The Boston Bruins
may not be happy about the one-game suspension levied against Milan Lucic
, but they have accepted it.
"They've handed out the decision and we respect it and we'll abide by it," Boston General Manager Peter Chiarelli said
Lucic will miss Monday night's Game 3 against the Montreal Canadiens
here at the Bell Centre (7 p.m. ET, CBC, RDS) after being suspended by the League on Sunday for the match penalty he incurred in the waning moments of Game 2. Lucic struck Montreal forward Maxim Lapierre
in the head with his stick.
"Right now, it's not important what I think," Boston coach Claude Julien
said after Monday's morning skate. "We have a game to prepare for and we have to do it without him. Once the decision is rendered, you have to accept it and move on. That's what we are going to do."
Lucic also said he accepted the decision, which was rendered by Colin Campbell, the NHL's senior vice president and director of hockey operations.
"He made a decision that he felt was right and I respect his decision," said Lucic.
Rugged rookie forward Byron Bitz
will replace Lucic in the lineup, playing on the fourth line. Blake Wheeler
, who played on the fourth line in the first two games, moves back up to the second line, playing the left wing on a line with David Krejci
and Michael Ryder
The suspension is the latest incident in an eventful series so far for Lucic. A physical forward that has irritated Montreal throughout the regular season, Lucic was a target of some inflammatory pre-series comments from Montreal tough guy Georges Laraque
. Then, before Game 1, those same two players repeatedly exchanged pleasantries during the pre-game skate.
And throughout the first two games, Lucic has been trying to put his physical stamp on the series. He has a series-high eight hits and also leads all players in the series with 24 penalty minutes.
But he crossed the line by striking Lapierre with his stick late in the third period of a game Boston was winning 5-1, earning the match penalty that turned into a one-game suspension after Sunday afternoon's disciplinary hearing with Campbell.

** ENTRIES PROVIDED **
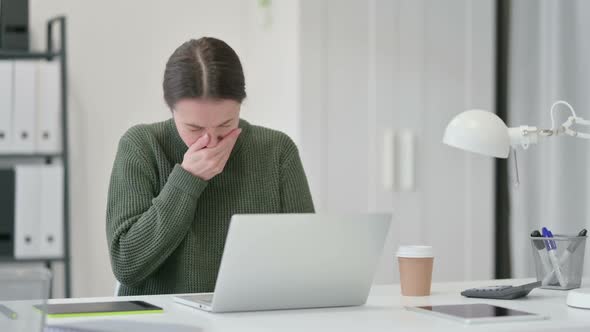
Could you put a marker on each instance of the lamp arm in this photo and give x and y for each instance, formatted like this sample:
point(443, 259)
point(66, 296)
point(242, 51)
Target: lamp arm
point(524, 136)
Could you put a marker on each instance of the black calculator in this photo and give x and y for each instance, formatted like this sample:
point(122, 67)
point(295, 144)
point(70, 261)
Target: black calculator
point(501, 292)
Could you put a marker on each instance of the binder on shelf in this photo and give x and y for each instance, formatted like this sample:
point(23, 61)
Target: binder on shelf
point(6, 94)
point(7, 186)
point(27, 211)
point(25, 101)
point(52, 204)
point(48, 133)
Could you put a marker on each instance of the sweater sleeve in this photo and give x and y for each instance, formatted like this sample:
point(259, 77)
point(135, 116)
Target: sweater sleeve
point(295, 194)
point(144, 227)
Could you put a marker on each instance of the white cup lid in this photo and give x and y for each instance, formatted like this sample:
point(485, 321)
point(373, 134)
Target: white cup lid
point(415, 251)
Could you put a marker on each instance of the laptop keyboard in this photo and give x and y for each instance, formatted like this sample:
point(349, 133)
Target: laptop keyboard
point(205, 298)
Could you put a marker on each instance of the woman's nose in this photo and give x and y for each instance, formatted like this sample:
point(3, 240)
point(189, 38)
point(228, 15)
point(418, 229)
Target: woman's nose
point(213, 140)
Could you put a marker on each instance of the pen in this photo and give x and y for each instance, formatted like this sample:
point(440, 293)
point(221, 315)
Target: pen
point(551, 247)
point(7, 312)
point(565, 256)
point(540, 246)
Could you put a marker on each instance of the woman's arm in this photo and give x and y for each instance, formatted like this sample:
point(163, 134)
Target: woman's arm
point(143, 226)
point(295, 194)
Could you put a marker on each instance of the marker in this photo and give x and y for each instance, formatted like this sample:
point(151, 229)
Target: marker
point(7, 312)
point(566, 255)
point(547, 268)
point(551, 247)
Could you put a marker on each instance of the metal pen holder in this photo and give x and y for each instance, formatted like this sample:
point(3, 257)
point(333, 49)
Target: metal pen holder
point(559, 261)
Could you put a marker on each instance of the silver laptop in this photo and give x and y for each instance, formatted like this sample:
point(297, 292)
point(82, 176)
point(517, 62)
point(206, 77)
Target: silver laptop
point(288, 261)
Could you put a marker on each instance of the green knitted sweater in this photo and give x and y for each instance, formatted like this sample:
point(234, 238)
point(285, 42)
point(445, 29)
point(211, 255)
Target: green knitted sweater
point(166, 228)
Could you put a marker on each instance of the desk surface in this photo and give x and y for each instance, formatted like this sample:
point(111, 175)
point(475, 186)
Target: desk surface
point(384, 311)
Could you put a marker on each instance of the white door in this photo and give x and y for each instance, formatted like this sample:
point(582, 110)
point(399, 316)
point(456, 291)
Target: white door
point(380, 81)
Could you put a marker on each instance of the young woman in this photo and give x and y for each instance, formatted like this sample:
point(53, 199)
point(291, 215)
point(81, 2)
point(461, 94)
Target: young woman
point(175, 184)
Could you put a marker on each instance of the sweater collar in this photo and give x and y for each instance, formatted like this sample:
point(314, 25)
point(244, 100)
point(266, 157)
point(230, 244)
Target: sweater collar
point(180, 146)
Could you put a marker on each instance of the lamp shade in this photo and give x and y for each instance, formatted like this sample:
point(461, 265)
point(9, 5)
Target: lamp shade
point(480, 132)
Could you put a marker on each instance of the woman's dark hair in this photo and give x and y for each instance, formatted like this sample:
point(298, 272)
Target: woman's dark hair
point(203, 68)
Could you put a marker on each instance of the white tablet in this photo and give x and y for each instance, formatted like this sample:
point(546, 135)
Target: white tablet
point(477, 313)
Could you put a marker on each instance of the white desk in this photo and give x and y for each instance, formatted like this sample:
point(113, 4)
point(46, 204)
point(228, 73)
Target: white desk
point(383, 312)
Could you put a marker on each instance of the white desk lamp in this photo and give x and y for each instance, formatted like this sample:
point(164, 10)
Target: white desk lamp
point(485, 133)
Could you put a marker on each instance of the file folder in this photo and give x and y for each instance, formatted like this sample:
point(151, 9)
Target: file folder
point(52, 207)
point(27, 211)
point(48, 135)
point(7, 212)
point(25, 95)
point(6, 100)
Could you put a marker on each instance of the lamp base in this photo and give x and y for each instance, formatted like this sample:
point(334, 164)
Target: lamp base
point(579, 298)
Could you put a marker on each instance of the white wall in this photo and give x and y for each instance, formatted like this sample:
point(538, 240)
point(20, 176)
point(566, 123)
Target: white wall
point(401, 65)
point(117, 52)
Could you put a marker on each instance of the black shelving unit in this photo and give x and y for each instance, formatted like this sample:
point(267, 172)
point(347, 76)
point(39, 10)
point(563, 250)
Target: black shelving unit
point(60, 54)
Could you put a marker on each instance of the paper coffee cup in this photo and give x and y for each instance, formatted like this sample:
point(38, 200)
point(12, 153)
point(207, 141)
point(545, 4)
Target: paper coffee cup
point(415, 269)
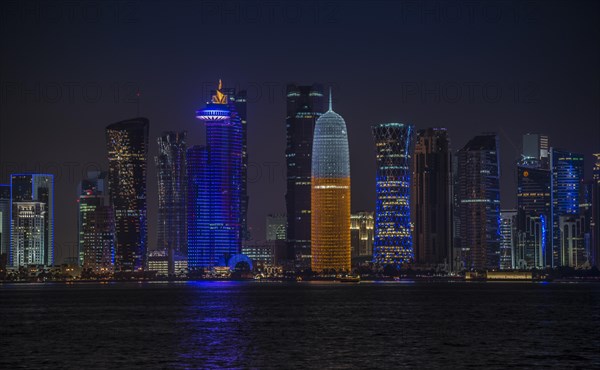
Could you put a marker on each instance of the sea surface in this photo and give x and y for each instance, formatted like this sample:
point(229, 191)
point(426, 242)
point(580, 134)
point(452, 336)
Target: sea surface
point(300, 325)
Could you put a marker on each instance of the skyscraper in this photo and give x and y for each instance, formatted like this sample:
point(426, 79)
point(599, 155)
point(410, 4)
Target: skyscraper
point(96, 227)
point(276, 227)
point(535, 151)
point(127, 145)
point(361, 234)
point(432, 198)
point(393, 229)
point(532, 249)
point(28, 237)
point(596, 212)
point(31, 189)
point(330, 194)
point(567, 174)
point(508, 230)
point(4, 220)
point(304, 107)
point(172, 193)
point(533, 207)
point(238, 103)
point(215, 176)
point(479, 207)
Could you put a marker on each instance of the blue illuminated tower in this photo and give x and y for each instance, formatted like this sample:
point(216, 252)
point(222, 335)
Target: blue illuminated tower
point(215, 185)
point(4, 220)
point(393, 243)
point(567, 174)
point(32, 219)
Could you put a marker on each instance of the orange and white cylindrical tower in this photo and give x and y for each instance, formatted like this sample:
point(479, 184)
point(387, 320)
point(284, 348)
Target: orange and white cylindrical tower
point(330, 194)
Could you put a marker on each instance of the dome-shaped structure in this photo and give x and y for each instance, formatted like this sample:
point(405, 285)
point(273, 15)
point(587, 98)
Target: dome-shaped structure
point(330, 194)
point(330, 157)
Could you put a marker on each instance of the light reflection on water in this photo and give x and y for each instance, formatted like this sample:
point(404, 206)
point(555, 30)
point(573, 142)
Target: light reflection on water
point(311, 324)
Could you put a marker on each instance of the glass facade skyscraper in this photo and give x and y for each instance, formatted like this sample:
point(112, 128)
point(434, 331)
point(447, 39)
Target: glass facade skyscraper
point(238, 100)
point(330, 194)
point(214, 182)
point(479, 202)
point(595, 224)
point(508, 231)
point(4, 220)
point(32, 199)
point(533, 206)
point(276, 227)
point(172, 193)
point(567, 174)
point(304, 107)
point(127, 145)
point(96, 227)
point(393, 243)
point(362, 226)
point(432, 198)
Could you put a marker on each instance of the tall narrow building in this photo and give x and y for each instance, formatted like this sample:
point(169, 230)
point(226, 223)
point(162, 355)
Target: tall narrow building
point(361, 233)
point(595, 224)
point(238, 102)
point(172, 193)
point(479, 202)
point(330, 194)
point(304, 107)
point(96, 226)
point(127, 145)
point(567, 174)
point(393, 229)
point(32, 197)
point(508, 237)
point(214, 181)
point(532, 249)
point(432, 198)
point(4, 221)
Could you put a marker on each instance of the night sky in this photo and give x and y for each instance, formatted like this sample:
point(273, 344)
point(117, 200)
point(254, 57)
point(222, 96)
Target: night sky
point(69, 69)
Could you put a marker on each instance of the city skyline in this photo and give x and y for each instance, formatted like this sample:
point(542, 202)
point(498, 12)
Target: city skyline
point(415, 92)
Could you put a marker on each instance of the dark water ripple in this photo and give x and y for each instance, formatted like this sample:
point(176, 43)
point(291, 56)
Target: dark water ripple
point(318, 325)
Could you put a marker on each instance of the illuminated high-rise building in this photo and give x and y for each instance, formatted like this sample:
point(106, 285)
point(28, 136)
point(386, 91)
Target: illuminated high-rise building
point(533, 249)
point(304, 107)
point(479, 202)
point(276, 227)
point(535, 151)
point(172, 192)
point(330, 194)
point(127, 145)
point(393, 228)
point(432, 198)
point(214, 186)
point(533, 246)
point(238, 102)
point(595, 224)
point(96, 226)
point(35, 193)
point(361, 234)
point(567, 173)
point(28, 236)
point(5, 206)
point(508, 231)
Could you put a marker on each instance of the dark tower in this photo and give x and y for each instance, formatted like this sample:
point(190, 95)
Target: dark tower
point(304, 107)
point(127, 144)
point(432, 202)
point(479, 202)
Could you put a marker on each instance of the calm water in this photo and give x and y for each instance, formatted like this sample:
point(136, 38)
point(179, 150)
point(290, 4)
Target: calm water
point(286, 325)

** WORK INSTRUCTIONS **
Please quote the article on Milan Lucic's suspension from "Rugged rookie forward" up to and including "24 penalty minutes.". The records aren't needed for anything asked here.

** COMPLETED EXERCISE **
Rugged rookie forward Byron Bitz
will replace Lucic in the lineup, playing on the fourth line. Blake Wheeler
, who played on the fourth line in the first two games, moves back up to the second line, playing the left wing on a line with David Krejci
and Michael Ryder
The suspension is the latest incident in an eventful series so far for Lucic. A physical forward that has irritated Montreal throughout the regular season, Lucic was a target of some inflammatory pre-series comments from Montreal tough guy Georges Laraque
. Then, before Game 1, those same two players repeatedly exchanged pleasantries during the pre-game skate.
And throughout the first two games, Lucic has been trying to put his physical stamp on the series. He has a series-high eight hits and also leads all players in the series with 24 penalty minutes.